In the passage below about the NRA video, on which website did the group post the video?

> **DOCUMENT SECTION**:
┌──

But if there was any doubt that the NRA is anything other than a hate group, one need only watch a video the group posted on Facebook yesterday, which works in a way not dissimilar to those of terrorist groups around the world. The video is the most blatant type of propaganda and starts off with an earnest woman talking about how some vaguely defined group, referred to only as "they," is ruining the country. She intones:

They use their media to assassinate real news. They use their schools to teach their children that their president is another Hitler. They use their movie stars and singers and comedy shows and awards shows to repeat their narrative over and over and over. And then they use their ex-president to promote the resistance, all to make them march, make them protest, make them scream racism and sexism and xenophobia and homophobia, make them smash windows and burn cars, shut down interstates and airports, bully and terrorize the law abiding until the only option left is for the police to use their jobs and stop the madness.

└──

> **GIVEN MATERIAL**:
┌──

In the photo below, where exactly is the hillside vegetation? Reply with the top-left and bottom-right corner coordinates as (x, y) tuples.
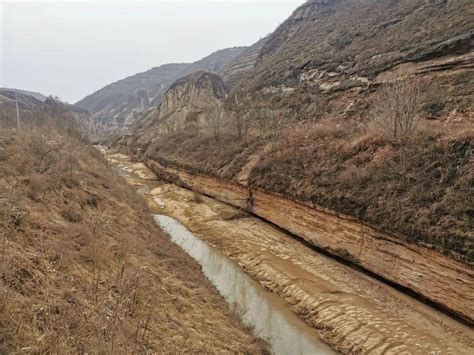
(76, 47), (246, 131)
(0, 118), (262, 353)
(110, 0), (474, 264)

└──

> **RESPONSE BELOW**: Facebook